-- START OF Data records --
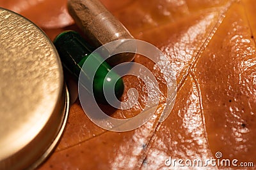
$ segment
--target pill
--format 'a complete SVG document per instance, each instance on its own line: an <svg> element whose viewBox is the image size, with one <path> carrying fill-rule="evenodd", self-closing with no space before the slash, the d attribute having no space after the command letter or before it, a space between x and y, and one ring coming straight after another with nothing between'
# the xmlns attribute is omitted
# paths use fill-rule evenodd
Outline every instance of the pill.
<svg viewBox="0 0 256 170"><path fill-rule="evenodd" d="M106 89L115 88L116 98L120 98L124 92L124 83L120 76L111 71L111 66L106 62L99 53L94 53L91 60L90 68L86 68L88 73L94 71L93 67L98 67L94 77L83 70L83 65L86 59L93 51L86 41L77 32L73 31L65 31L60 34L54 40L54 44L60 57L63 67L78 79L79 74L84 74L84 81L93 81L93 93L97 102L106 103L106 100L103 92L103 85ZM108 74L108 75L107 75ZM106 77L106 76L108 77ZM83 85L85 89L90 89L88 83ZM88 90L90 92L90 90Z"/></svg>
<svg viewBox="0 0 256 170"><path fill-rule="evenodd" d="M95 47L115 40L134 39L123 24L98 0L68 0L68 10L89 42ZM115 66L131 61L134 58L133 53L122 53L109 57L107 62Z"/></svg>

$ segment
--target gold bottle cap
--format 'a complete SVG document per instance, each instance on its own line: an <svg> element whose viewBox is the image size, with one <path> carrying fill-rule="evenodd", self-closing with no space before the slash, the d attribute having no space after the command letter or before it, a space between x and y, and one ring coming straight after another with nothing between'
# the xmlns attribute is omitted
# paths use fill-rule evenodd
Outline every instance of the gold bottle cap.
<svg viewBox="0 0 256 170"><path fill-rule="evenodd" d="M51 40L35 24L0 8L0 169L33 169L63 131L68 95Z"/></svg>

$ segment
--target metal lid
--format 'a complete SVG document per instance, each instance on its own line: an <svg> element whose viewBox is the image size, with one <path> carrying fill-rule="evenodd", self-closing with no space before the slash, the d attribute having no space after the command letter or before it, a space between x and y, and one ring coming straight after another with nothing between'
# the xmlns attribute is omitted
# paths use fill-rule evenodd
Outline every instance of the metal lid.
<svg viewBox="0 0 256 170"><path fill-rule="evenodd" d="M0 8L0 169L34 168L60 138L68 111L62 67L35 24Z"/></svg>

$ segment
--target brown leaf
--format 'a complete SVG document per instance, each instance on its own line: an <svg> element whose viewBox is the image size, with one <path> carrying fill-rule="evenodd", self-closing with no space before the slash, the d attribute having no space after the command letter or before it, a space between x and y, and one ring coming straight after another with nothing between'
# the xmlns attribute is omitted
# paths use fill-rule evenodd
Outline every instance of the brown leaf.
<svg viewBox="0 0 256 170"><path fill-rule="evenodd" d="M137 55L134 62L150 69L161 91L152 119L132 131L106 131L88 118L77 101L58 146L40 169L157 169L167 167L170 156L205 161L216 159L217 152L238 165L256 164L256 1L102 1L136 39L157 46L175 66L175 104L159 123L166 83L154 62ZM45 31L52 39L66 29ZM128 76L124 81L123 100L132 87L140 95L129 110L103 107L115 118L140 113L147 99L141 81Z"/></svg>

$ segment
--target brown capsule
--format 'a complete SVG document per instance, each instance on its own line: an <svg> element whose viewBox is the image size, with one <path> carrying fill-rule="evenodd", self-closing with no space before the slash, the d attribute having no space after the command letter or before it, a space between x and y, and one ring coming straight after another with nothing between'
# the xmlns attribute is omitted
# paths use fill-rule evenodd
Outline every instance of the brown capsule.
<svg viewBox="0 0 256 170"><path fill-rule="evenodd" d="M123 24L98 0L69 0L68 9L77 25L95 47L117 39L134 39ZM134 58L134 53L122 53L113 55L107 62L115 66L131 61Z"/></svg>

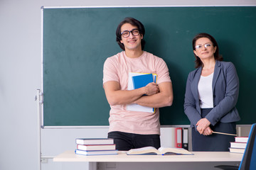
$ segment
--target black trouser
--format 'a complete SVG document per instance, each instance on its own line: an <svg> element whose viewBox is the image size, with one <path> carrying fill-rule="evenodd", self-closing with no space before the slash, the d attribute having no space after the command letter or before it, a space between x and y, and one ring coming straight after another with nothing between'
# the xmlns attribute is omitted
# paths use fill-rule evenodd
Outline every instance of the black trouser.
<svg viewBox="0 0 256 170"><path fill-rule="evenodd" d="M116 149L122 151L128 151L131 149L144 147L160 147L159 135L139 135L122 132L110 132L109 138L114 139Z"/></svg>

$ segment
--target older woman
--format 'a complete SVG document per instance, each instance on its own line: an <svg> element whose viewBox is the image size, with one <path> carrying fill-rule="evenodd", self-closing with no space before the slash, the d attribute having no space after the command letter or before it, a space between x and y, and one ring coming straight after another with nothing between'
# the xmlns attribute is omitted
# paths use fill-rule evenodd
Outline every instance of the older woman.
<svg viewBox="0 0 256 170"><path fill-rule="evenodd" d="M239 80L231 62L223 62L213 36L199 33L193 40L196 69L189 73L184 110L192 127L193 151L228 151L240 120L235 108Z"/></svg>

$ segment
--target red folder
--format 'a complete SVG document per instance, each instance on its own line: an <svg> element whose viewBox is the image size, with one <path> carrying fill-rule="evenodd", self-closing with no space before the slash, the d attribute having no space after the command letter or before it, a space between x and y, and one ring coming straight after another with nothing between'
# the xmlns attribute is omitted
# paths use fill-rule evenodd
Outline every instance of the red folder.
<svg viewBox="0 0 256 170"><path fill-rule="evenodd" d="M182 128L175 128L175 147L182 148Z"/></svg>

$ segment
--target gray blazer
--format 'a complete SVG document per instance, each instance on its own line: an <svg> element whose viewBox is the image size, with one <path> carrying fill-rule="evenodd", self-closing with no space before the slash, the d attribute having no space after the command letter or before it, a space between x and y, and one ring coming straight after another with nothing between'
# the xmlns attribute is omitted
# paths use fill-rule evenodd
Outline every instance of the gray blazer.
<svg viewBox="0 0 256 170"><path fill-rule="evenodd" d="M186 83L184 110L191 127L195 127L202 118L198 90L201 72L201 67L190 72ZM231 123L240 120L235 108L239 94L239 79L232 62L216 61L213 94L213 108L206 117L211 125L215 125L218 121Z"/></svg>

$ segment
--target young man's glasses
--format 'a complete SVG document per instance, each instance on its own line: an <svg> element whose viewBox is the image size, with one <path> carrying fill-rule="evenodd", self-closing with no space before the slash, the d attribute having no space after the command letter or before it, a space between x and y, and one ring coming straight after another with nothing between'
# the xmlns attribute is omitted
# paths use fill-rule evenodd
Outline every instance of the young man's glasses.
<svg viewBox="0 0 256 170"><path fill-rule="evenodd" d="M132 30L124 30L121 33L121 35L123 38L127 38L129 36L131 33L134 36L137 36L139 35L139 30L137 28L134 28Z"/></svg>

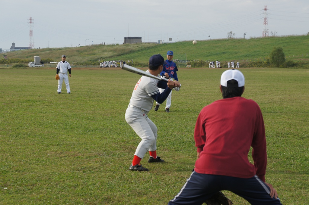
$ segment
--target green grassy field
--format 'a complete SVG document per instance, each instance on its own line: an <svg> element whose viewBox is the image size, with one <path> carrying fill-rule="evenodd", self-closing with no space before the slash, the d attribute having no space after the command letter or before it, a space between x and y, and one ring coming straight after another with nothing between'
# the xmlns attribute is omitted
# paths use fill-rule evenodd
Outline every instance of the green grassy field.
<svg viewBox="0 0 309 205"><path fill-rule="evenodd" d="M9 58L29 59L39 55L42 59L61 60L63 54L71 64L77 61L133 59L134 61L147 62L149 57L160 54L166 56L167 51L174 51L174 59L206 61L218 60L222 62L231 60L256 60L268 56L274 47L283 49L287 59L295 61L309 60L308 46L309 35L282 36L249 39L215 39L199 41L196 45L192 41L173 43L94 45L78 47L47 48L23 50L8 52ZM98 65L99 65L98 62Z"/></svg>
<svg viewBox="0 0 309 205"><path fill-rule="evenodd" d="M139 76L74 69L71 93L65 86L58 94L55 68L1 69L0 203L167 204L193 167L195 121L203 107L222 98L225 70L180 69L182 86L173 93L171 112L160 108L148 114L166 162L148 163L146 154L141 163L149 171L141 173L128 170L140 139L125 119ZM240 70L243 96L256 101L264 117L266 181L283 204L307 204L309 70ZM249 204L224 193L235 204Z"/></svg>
-- END OF Data records --
_Instructions for the task_
Pull out each line of the entries containing the string "capsule", and note that case matters.

_Finished task_
--target brown capsule
Outline every instance of the brown capsule.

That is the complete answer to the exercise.